## Cytowany fragment:
# # #

1 sierpnia 2016, o 14:00

Olalala dziękuję Ci za ciepłe słowa :)


PRZEŁOM



Znowu wracam po dłuższej przerwie :) Działo się bardzo wiele, dieta, schudnięcie ponad 30 kg, potem załamka, nasilone "nawroty" nerwicy, mnóstwo stresów życia codziennego , nadużywanie alkoholu przez jakiś czas i inne nerwicowe zawroty akcji ;) ... ale ja nie o tym chciałem pisać dziś.


Chciałem podzielić się z Wami tylko jednym małym przełomem ,który od paru dni wywrócił moje życie do góry nogami. Ostatnio gdy byłem u mojej terapeutki po dość długiej przerwie (spotykamy się rzadziej ze względu na odległość) , udało mi się w końcu dotrzeć do głębin swojego EGO , poznałem przyczynę swojej nerwicy, podałem sobie to sam jak na srebrnej tacy , po tym wszystkim ogarnął mnie wielki spokój jakiego nie miałem nawet po wypiciu ogromnej ilości alkkoholu, czy po zażyciu benzo :D Sam proces dochodzenia do EGO był bardzo bolesny, gdy ona próbowała jakoś "dobrać" się do tego we mnie, ja czułem chęć ataku lub ucieczki... a przecież chciałem stanąć sam na sam przed swoim prawdziwym obliczem. Nie spodziewałem się że możę być to tak trudne doświadczenie.

Potrzebowałem dwóch lat, abym ja , bardzo uparty człowiek z analitycznym umysłem , zrozumiał że przyczyną mojej nerwicy była "presja" ze strony rodziny oraz wychowanie jakie dostałem . Zawsze duże biznesy, firmy, pogoń za dobrobytem , lepszym życiem coś w rodzaju "kultu pieniądza" . To we mnie wywoływało we mnie od dziecka coś na wzór poczucia winy - "niespłaconego długu" . Zrozumiałem że dziecko jest najbardziej egocentrycznym stworzeniem i każdy problem rodzinny bardzo dobiera do siebie i chciałoby samo temu zaradzić. Często gdzieś jako dziecko zauważałem że rodzice mają problemy w firmie, a to kontrahent nie zapłacił , a to brakowało pieniędzy, a to niespodziewane wydatki itd. Zrozumiałem że ta "tresura" na mnie zadziałała bardzo szkodliwie, sam za mocno dobierałem to do siebie i to docelowo wywaliło we mnie nerwicę pod postacią jaką mam do tej pory . Tutaj objawy czy myśli to był efekt uboczny , głownym problemem było moje podeście do życia . Zbyt wielkie odczuwanie presji , że powinienem wymyślić i zrealizować biznes skazany na sukces , który dodatkowo przyniesie splendor chwałę i pieniądze, tylko po to aby POMÓC INNYM , a nie sobie samemu.

Dotarła do mnie również jedna bardzo ważna rzecz, to absolutnie nie była wina moich rodziców, oni kochali i kochają mnie nadal, zawsze chcieli jak najlepiej i dbali o mnie. To wszystko co siedziało i siedzi w mojej głowie , to tylko i wyłącznie kwestia mnie samego, podejścia do mojego życia i innych ludzi. Kiedyś na początku terapii myslałem że to problem moich rodziców czy innych ludzi, ale to absolutnie nie prawda! To od początku była kwestia mojego podejścia, właściwego wyrażania moich emocji , umiejętności stawiania na swoim i walki o własne potrzeby.

# # #

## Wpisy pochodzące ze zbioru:

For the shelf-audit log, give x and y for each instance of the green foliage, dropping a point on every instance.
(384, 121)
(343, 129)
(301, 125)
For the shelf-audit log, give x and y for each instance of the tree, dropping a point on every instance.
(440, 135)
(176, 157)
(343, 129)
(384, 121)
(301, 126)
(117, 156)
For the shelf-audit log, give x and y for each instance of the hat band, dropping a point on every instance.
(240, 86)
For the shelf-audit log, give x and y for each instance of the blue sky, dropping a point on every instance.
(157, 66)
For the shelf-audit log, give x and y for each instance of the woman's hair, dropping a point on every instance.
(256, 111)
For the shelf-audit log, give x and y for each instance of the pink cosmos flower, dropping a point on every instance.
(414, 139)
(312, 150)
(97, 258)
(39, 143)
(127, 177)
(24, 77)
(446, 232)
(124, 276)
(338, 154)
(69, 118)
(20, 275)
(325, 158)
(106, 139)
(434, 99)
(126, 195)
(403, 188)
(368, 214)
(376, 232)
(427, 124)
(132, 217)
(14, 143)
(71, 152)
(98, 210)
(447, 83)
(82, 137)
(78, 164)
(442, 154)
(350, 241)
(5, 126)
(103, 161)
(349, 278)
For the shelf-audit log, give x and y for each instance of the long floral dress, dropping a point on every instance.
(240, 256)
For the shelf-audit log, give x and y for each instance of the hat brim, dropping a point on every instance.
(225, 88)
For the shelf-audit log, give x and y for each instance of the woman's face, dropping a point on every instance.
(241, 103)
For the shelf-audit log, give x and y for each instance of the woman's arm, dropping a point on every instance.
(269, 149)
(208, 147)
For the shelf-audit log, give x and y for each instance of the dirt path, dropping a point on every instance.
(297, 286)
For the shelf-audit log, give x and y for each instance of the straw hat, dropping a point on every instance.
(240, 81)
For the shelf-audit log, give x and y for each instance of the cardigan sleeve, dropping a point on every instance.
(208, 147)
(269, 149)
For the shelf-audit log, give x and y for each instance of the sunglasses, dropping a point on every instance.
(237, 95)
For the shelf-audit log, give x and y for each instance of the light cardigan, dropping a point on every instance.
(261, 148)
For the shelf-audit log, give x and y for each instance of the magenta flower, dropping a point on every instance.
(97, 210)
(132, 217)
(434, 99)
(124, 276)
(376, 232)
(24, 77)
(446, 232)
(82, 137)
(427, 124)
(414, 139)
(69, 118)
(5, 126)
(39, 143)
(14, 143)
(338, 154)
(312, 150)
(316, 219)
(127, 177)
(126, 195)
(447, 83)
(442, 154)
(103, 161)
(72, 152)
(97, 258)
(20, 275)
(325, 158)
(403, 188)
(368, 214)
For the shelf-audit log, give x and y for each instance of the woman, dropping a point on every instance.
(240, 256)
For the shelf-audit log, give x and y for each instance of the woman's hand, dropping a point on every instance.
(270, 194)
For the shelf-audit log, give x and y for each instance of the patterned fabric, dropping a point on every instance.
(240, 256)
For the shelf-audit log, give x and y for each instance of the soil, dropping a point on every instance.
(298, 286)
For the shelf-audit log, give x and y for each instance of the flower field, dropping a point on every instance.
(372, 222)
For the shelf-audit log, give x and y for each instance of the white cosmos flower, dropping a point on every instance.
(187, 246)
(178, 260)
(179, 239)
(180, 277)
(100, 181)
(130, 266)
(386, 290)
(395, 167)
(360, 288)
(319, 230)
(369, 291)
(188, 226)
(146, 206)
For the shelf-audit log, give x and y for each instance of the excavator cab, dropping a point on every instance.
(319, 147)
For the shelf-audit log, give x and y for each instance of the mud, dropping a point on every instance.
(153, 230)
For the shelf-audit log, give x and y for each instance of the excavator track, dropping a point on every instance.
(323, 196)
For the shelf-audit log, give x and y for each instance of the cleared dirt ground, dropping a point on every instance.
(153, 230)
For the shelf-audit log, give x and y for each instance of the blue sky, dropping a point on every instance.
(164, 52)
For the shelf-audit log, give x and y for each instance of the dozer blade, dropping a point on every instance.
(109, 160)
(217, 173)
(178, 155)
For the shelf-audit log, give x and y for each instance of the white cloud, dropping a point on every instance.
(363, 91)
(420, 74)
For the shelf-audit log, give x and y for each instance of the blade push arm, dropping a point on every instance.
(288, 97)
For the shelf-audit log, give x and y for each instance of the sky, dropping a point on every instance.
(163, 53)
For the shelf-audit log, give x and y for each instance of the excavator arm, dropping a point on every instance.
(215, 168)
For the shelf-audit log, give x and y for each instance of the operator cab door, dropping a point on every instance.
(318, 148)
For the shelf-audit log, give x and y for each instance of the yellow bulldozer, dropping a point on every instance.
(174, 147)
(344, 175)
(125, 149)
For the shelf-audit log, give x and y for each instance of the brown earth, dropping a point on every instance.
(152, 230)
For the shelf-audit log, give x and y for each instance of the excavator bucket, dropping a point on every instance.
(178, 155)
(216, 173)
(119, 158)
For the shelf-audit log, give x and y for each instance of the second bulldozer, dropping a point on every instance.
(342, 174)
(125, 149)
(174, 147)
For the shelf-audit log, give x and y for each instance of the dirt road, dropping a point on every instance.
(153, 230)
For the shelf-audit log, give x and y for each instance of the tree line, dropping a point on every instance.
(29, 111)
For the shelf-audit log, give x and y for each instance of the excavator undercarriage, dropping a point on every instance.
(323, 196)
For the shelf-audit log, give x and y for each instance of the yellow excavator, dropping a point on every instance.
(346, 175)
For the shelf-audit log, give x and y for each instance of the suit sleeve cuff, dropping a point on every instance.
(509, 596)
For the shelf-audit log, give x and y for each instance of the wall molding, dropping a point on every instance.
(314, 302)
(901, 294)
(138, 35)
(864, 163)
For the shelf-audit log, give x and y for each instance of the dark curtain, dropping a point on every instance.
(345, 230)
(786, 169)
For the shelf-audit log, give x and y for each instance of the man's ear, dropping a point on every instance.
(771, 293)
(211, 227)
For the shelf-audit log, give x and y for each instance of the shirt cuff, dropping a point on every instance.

# # #

## Zadanie:
Proszę przepisać bez żadnych zmian fragment wpisu o terapii nerwicy, który zaczyna się od słów zawierających „Dotarła do mnie”, a kończy na „o własne potrzeby.”.

## Wykonane zadanie:
Dotarła do mnie również jedna bardzo ważna rzecz, to absolutnie nie była wina moich rodziców, oni kochali i kochają mnie nadal, zawsze chcieli jak najlepiej i dbali o mnie. To wszystko co siedziało i siedzi w mojej głowie , to tylko i wyłącznie kwestia mnie samego, podejścia do mojego życia i innych ludzi. Kiedyś na początku terapii myslałem że to problem moich rodziców czy innych ludzi, ale to absolutnie nie prawda! To od początku była kwestia mojego podejścia, właściwego wyrażania moich emocji , umiejętności stawiania na swoim i walki o własne potrzeby.